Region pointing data
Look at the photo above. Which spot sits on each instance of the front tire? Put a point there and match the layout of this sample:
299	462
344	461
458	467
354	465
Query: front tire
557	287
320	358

Assignment:
Could you write out all the entries word for word?

Expected answer:
Look at the photo above. Which spot sits on each instance of the front tire? Put a point there and match the layout of this sample:
299	462
344	461
458	467
354	465
Query: front tire
557	287
320	358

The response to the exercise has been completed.